** Opening LISTED RECORDS block **

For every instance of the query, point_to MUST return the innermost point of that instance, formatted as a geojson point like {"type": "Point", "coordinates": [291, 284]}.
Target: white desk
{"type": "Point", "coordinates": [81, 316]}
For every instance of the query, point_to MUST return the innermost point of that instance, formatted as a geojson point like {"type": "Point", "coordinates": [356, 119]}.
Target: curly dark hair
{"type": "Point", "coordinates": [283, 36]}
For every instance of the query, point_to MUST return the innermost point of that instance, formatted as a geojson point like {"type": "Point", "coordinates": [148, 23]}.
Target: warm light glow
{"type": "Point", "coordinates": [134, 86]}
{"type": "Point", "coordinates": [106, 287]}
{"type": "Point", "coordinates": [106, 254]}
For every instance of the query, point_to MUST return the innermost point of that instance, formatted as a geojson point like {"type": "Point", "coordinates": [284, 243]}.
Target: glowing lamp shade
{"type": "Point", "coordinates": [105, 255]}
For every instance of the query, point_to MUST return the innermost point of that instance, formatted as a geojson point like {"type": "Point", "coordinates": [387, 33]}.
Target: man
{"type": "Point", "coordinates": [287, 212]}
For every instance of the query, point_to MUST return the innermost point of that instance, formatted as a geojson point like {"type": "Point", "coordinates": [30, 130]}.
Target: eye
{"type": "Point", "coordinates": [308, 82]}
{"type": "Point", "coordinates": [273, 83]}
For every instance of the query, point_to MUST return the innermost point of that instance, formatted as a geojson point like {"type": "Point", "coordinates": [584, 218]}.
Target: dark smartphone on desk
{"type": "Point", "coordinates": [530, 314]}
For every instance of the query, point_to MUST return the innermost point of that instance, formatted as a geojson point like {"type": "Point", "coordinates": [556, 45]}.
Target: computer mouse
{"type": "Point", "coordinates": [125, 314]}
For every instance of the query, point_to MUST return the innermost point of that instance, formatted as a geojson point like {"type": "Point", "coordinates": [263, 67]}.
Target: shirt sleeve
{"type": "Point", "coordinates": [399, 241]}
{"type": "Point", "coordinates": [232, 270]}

** Closing LISTED RECORDS block **

TASK OBJECTIVE: Reproduce the records above with every character intact.

RESPONSE TO THE EXERCISE:
For every instance of the query, point_to MUST return the innermost point of that instance, formatted as a geojson point like {"type": "Point", "coordinates": [291, 284]}.
Target: white desk
{"type": "Point", "coordinates": [81, 316]}
For every instance of the query, point_to MUST return the innermost point of that instance, formatted as a geojson point like {"type": "Point", "coordinates": [356, 119]}.
Target: curly dark hair
{"type": "Point", "coordinates": [283, 36]}
For every instance of the query, point_to MUST return the innermost point of that instance, formatted as a geojson point like {"type": "Point", "coordinates": [148, 23]}.
Target: warm light glow
{"type": "Point", "coordinates": [134, 86]}
{"type": "Point", "coordinates": [106, 287]}
{"type": "Point", "coordinates": [106, 254]}
For every instance of the query, point_to MUST return the innermost point of that instance, formatted as a geojson point like {"type": "Point", "coordinates": [284, 243]}.
Target: glowing lamp shade
{"type": "Point", "coordinates": [105, 255]}
For every instance of the query, point_to MUST return the innermost point of that instance, formatted as a geojson point like {"type": "Point", "coordinates": [387, 33]}.
Target: man
{"type": "Point", "coordinates": [287, 212]}
For every instance of the query, point_to MUST return the innermost point of that instance, formatted as a geojson point like {"type": "Point", "coordinates": [30, 130]}.
Target: eye
{"type": "Point", "coordinates": [308, 82]}
{"type": "Point", "coordinates": [273, 83]}
For every instance of the query, point_to MUST return the innermost point of that instance, formatted as a geojson point like {"type": "Point", "coordinates": [584, 218]}.
Target: dark smartphone on desk
{"type": "Point", "coordinates": [530, 314]}
For every instance of the query, point_to MUST return the innermost point of that instance, formatted as a geojson point like {"type": "Point", "coordinates": [556, 45]}.
Target: computer mouse
{"type": "Point", "coordinates": [125, 314]}
For every instance of the query, point_to MUST return the innermost point of that instance, formatted as a geojson point like {"type": "Point", "coordinates": [263, 67]}.
Target: shirt sleeve
{"type": "Point", "coordinates": [399, 241]}
{"type": "Point", "coordinates": [232, 270]}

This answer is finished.